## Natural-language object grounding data
● ● ● ● ● ● ●
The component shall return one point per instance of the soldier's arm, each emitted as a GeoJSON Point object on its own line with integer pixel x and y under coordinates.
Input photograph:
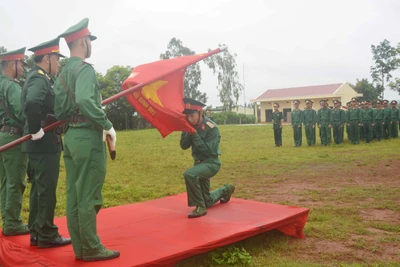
{"type": "Point", "coordinates": [209, 145]}
{"type": "Point", "coordinates": [35, 95]}
{"type": "Point", "coordinates": [186, 141]}
{"type": "Point", "coordinates": [14, 98]}
{"type": "Point", "coordinates": [86, 93]}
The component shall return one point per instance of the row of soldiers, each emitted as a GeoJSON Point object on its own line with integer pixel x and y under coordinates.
{"type": "Point", "coordinates": [75, 97]}
{"type": "Point", "coordinates": [360, 120]}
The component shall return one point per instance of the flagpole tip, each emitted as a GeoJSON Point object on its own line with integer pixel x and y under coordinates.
{"type": "Point", "coordinates": [223, 48]}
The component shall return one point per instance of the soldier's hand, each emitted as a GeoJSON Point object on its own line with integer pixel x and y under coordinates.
{"type": "Point", "coordinates": [38, 135]}
{"type": "Point", "coordinates": [112, 133]}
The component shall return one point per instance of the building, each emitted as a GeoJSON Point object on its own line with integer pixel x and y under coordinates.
{"type": "Point", "coordinates": [340, 91]}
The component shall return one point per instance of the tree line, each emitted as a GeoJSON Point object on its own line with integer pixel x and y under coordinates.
{"type": "Point", "coordinates": [386, 61]}
{"type": "Point", "coordinates": [124, 116]}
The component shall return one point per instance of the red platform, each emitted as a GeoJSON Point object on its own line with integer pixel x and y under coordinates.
{"type": "Point", "coordinates": [158, 232]}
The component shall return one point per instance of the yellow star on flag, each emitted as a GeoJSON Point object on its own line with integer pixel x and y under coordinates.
{"type": "Point", "coordinates": [150, 91]}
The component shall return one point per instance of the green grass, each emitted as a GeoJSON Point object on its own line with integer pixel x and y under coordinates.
{"type": "Point", "coordinates": [149, 167]}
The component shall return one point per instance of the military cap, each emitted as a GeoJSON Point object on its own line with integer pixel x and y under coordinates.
{"type": "Point", "coordinates": [192, 105]}
{"type": "Point", "coordinates": [78, 31]}
{"type": "Point", "coordinates": [18, 54]}
{"type": "Point", "coordinates": [49, 47]}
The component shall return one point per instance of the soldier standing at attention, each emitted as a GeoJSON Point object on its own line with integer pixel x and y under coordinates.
{"type": "Point", "coordinates": [386, 119]}
{"type": "Point", "coordinates": [354, 121]}
{"type": "Point", "coordinates": [297, 120]}
{"type": "Point", "coordinates": [324, 123]}
{"type": "Point", "coordinates": [337, 121]}
{"type": "Point", "coordinates": [78, 100]}
{"type": "Point", "coordinates": [44, 149]}
{"type": "Point", "coordinates": [309, 120]}
{"type": "Point", "coordinates": [394, 119]}
{"type": "Point", "coordinates": [379, 120]}
{"type": "Point", "coordinates": [277, 120]}
{"type": "Point", "coordinates": [13, 162]}
{"type": "Point", "coordinates": [367, 119]}
{"type": "Point", "coordinates": [205, 152]}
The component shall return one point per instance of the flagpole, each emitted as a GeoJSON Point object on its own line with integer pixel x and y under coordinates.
{"type": "Point", "coordinates": [114, 97]}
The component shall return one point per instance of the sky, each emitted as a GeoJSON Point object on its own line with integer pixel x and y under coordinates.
{"type": "Point", "coordinates": [279, 44]}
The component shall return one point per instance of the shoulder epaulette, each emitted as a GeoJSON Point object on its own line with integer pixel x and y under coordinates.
{"type": "Point", "coordinates": [210, 124]}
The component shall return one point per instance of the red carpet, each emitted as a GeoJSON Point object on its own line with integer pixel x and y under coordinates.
{"type": "Point", "coordinates": [158, 232]}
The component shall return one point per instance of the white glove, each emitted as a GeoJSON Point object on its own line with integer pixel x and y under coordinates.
{"type": "Point", "coordinates": [112, 133]}
{"type": "Point", "coordinates": [38, 135]}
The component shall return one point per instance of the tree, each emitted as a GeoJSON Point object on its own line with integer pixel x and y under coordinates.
{"type": "Point", "coordinates": [229, 86]}
{"type": "Point", "coordinates": [368, 90]}
{"type": "Point", "coordinates": [193, 73]}
{"type": "Point", "coordinates": [2, 50]}
{"type": "Point", "coordinates": [120, 112]}
{"type": "Point", "coordinates": [386, 61]}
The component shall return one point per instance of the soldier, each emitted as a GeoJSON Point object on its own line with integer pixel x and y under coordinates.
{"type": "Point", "coordinates": [13, 162]}
{"type": "Point", "coordinates": [78, 99]}
{"type": "Point", "coordinates": [309, 120]}
{"type": "Point", "coordinates": [367, 119]}
{"type": "Point", "coordinates": [362, 109]}
{"type": "Point", "coordinates": [347, 127]}
{"type": "Point", "coordinates": [208, 114]}
{"type": "Point", "coordinates": [394, 119]}
{"type": "Point", "coordinates": [43, 149]}
{"type": "Point", "coordinates": [337, 121]}
{"type": "Point", "coordinates": [354, 121]}
{"type": "Point", "coordinates": [386, 119]}
{"type": "Point", "coordinates": [277, 120]}
{"type": "Point", "coordinates": [297, 120]}
{"type": "Point", "coordinates": [324, 123]}
{"type": "Point", "coordinates": [205, 152]}
{"type": "Point", "coordinates": [379, 120]}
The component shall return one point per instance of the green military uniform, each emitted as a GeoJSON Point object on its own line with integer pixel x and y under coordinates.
{"type": "Point", "coordinates": [337, 121]}
{"type": "Point", "coordinates": [367, 120]}
{"type": "Point", "coordinates": [297, 120]}
{"type": "Point", "coordinates": [386, 118]}
{"type": "Point", "coordinates": [353, 121]}
{"type": "Point", "coordinates": [13, 162]}
{"type": "Point", "coordinates": [379, 119]}
{"type": "Point", "coordinates": [324, 124]}
{"type": "Point", "coordinates": [205, 151]}
{"type": "Point", "coordinates": [309, 121]}
{"type": "Point", "coordinates": [44, 154]}
{"type": "Point", "coordinates": [84, 148]}
{"type": "Point", "coordinates": [277, 118]}
{"type": "Point", "coordinates": [394, 120]}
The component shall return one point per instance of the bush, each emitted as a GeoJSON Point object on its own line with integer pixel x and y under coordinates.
{"type": "Point", "coordinates": [233, 118]}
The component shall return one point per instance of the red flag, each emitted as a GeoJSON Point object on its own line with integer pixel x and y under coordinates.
{"type": "Point", "coordinates": [160, 102]}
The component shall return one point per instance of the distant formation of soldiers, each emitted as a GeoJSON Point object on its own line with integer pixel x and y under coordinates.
{"type": "Point", "coordinates": [361, 120]}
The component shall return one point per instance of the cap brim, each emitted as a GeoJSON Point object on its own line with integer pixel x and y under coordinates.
{"type": "Point", "coordinates": [92, 37]}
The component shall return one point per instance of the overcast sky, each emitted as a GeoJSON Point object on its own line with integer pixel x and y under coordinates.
{"type": "Point", "coordinates": [279, 44]}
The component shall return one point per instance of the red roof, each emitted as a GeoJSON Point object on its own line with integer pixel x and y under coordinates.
{"type": "Point", "coordinates": [300, 91]}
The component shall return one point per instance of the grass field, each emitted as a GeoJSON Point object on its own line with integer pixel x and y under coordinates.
{"type": "Point", "coordinates": [352, 192]}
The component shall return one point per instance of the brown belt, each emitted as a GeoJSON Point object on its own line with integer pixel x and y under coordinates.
{"type": "Point", "coordinates": [11, 130]}
{"type": "Point", "coordinates": [79, 118]}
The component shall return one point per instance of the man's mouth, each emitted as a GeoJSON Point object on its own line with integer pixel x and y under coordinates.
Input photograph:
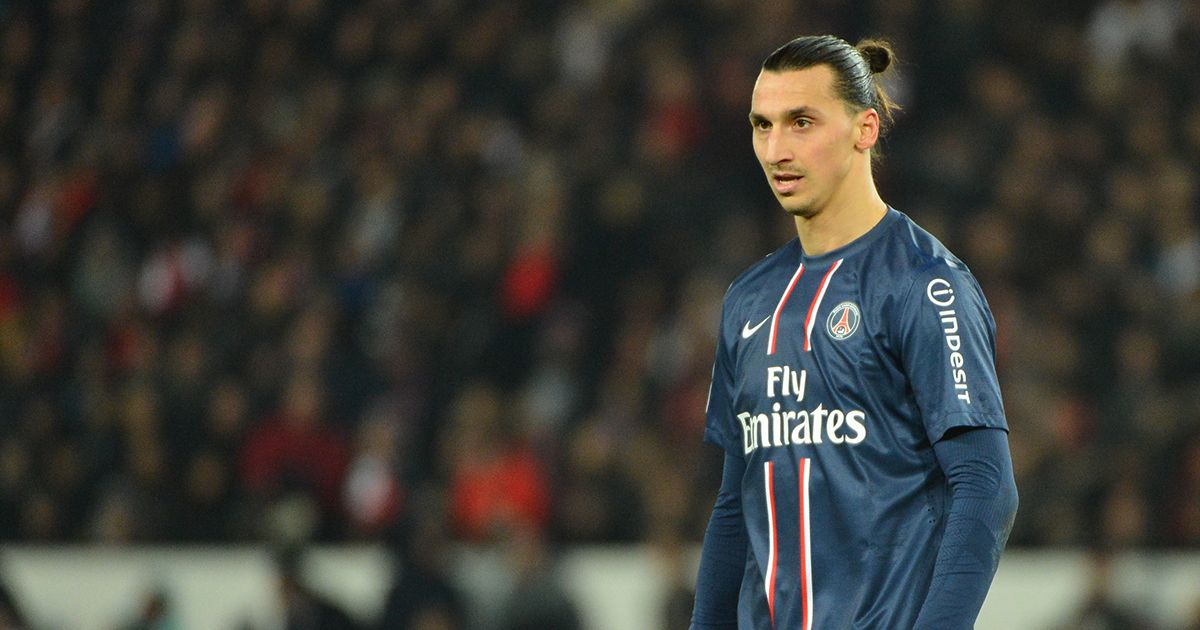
{"type": "Point", "coordinates": [786, 183]}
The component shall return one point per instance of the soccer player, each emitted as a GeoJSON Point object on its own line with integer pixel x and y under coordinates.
{"type": "Point", "coordinates": [868, 481]}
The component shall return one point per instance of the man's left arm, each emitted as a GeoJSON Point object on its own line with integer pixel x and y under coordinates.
{"type": "Point", "coordinates": [948, 347]}
{"type": "Point", "coordinates": [983, 503]}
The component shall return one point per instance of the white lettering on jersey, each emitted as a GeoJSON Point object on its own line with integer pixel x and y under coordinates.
{"type": "Point", "coordinates": [941, 293]}
{"type": "Point", "coordinates": [785, 427]}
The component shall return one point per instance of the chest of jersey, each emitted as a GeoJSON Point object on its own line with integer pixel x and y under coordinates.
{"type": "Point", "coordinates": [809, 363]}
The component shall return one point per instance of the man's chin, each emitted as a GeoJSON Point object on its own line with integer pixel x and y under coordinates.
{"type": "Point", "coordinates": [795, 208]}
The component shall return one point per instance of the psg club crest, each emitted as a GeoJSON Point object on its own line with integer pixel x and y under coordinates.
{"type": "Point", "coordinates": [844, 321]}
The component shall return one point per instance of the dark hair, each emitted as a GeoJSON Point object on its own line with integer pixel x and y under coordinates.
{"type": "Point", "coordinates": [855, 69]}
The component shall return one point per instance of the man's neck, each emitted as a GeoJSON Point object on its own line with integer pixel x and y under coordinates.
{"type": "Point", "coordinates": [839, 223]}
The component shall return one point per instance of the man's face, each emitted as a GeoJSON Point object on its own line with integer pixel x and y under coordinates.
{"type": "Point", "coordinates": [804, 137]}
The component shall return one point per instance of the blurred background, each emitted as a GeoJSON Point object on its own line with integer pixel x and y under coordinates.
{"type": "Point", "coordinates": [436, 283]}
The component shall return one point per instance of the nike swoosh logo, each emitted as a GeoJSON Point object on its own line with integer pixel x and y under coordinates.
{"type": "Point", "coordinates": [748, 330]}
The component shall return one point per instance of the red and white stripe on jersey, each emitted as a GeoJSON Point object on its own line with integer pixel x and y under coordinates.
{"type": "Point", "coordinates": [810, 317]}
{"type": "Point", "coordinates": [805, 547]}
{"type": "Point", "coordinates": [805, 565]}
{"type": "Point", "coordinates": [779, 309]}
{"type": "Point", "coordinates": [773, 556]}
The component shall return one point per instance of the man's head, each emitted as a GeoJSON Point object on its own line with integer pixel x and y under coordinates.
{"type": "Point", "coordinates": [816, 113]}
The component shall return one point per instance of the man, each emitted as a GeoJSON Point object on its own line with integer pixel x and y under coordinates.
{"type": "Point", "coordinates": [868, 481]}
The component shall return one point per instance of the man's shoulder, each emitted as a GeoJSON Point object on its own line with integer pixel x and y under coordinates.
{"type": "Point", "coordinates": [911, 251]}
{"type": "Point", "coordinates": [750, 280]}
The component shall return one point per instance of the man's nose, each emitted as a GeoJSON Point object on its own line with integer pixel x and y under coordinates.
{"type": "Point", "coordinates": [778, 151]}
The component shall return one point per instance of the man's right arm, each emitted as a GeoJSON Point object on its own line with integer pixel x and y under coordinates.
{"type": "Point", "coordinates": [724, 555]}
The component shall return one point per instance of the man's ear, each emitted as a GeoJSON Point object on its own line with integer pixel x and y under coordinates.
{"type": "Point", "coordinates": [867, 126]}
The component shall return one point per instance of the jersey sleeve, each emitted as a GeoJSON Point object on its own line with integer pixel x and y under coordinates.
{"type": "Point", "coordinates": [948, 349]}
{"type": "Point", "coordinates": [719, 423]}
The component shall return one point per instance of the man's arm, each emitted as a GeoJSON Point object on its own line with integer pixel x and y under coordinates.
{"type": "Point", "coordinates": [724, 556]}
{"type": "Point", "coordinates": [983, 502]}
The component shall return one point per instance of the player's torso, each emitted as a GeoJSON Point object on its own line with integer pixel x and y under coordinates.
{"type": "Point", "coordinates": [837, 456]}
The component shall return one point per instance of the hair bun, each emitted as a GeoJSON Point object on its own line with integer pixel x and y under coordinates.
{"type": "Point", "coordinates": [879, 54]}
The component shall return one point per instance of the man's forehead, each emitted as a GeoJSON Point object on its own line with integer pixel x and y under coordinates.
{"type": "Point", "coordinates": [781, 91]}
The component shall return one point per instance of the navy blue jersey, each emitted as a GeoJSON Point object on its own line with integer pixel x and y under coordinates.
{"type": "Point", "coordinates": [834, 375]}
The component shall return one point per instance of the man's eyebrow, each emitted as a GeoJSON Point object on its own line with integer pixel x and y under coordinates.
{"type": "Point", "coordinates": [796, 112]}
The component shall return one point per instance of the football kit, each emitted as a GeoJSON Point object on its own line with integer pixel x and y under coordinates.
{"type": "Point", "coordinates": [834, 377]}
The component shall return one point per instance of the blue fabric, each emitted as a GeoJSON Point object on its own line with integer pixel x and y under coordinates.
{"type": "Point", "coordinates": [983, 504]}
{"type": "Point", "coordinates": [834, 377]}
{"type": "Point", "coordinates": [723, 557]}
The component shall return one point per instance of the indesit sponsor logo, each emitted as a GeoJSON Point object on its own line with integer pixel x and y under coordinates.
{"type": "Point", "coordinates": [941, 294]}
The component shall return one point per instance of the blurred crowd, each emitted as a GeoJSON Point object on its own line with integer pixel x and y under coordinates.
{"type": "Point", "coordinates": [270, 269]}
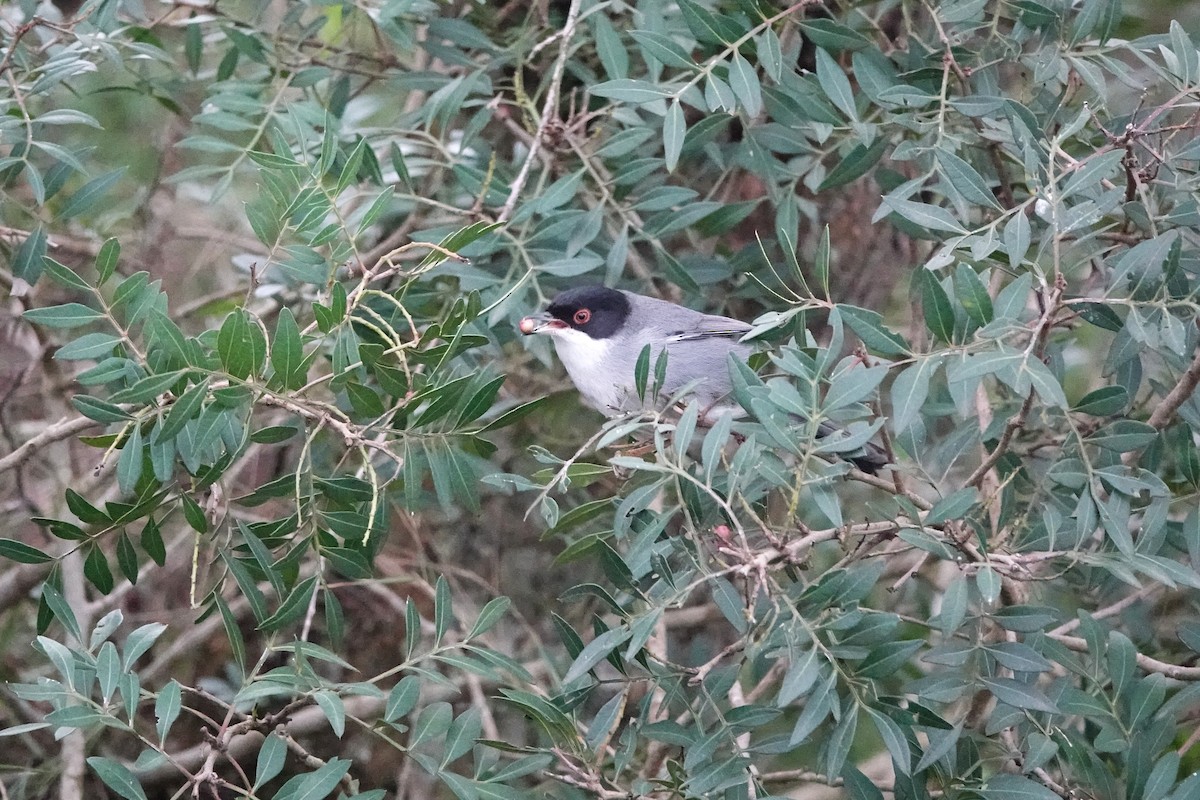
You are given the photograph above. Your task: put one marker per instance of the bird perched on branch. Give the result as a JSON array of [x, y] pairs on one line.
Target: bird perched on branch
[[600, 332]]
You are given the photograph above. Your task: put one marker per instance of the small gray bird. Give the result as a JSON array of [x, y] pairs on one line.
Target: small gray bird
[[599, 334]]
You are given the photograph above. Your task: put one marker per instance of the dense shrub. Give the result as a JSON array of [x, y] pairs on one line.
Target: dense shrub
[[292, 511]]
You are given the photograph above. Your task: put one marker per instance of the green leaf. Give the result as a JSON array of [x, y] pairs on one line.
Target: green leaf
[[964, 178], [139, 641], [318, 785], [744, 83], [22, 553], [858, 786], [241, 346], [71, 314], [95, 569], [183, 410], [910, 391], [664, 48], [491, 613], [60, 274], [287, 352], [855, 164], [835, 85], [129, 464], [1015, 787], [595, 651], [107, 259], [936, 306], [893, 739], [89, 346], [443, 608], [292, 608], [924, 215], [30, 258], [1019, 695], [972, 295], [462, 734], [90, 193], [331, 705], [1105, 401], [402, 698], [953, 506], [271, 756], [167, 708], [431, 723], [675, 128], [630, 91], [117, 777]]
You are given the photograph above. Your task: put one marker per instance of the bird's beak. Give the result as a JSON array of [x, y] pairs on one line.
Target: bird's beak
[[540, 323]]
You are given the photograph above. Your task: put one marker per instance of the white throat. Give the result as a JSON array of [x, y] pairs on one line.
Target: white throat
[[586, 360]]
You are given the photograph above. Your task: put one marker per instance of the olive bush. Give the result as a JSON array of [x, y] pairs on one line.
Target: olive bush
[[292, 512]]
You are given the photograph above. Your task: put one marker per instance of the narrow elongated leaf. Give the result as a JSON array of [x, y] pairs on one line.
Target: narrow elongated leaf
[[675, 128], [936, 306], [595, 651], [117, 777], [835, 85]]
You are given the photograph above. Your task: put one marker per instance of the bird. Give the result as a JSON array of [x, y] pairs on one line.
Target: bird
[[599, 332]]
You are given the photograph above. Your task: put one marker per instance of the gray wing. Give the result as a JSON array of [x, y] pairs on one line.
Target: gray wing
[[697, 347]]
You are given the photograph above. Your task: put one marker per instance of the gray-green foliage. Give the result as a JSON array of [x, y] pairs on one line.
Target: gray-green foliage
[[1005, 614]]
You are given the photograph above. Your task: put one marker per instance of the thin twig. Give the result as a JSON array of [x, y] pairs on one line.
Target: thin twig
[[1177, 396], [549, 112], [61, 429]]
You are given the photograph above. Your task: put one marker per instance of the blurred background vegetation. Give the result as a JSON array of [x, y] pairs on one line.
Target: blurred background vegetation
[[292, 510]]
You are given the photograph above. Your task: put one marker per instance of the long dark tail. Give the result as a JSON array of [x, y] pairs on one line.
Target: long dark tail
[[871, 459]]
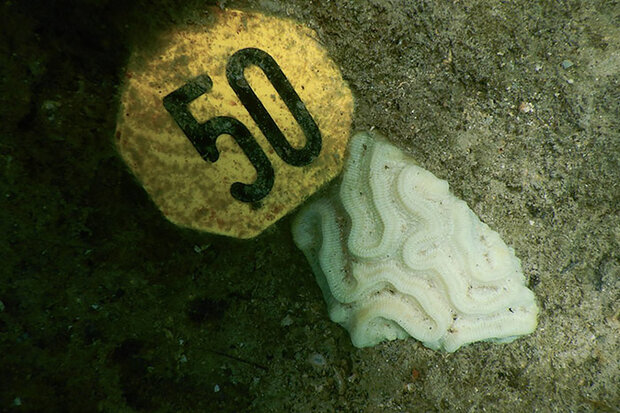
● ● ● ● ● ● ●
## Problem description
Here the output must be the lines above from the line with "of the small" to the line with "the green leaf.", both included, duplicated word for word and nothing else.

## Response
You are given the photograph above. Your task: put one marker per instance of the small gray bird. Give the result as a JSON array of [x, y] pairs on one line.
Target: small gray bird
[[599, 334]]
You are given the photograph above. Your task: put one marker per instance of the dense shrub. Give the result as a JSON array of [x, y] pairs on one line.
Target: dense shrub
[[292, 511]]
You are given the photograph above. Your task: put one marker per instance of the green leaf. Give the result as a JSON array of [x, y] pairs on one line.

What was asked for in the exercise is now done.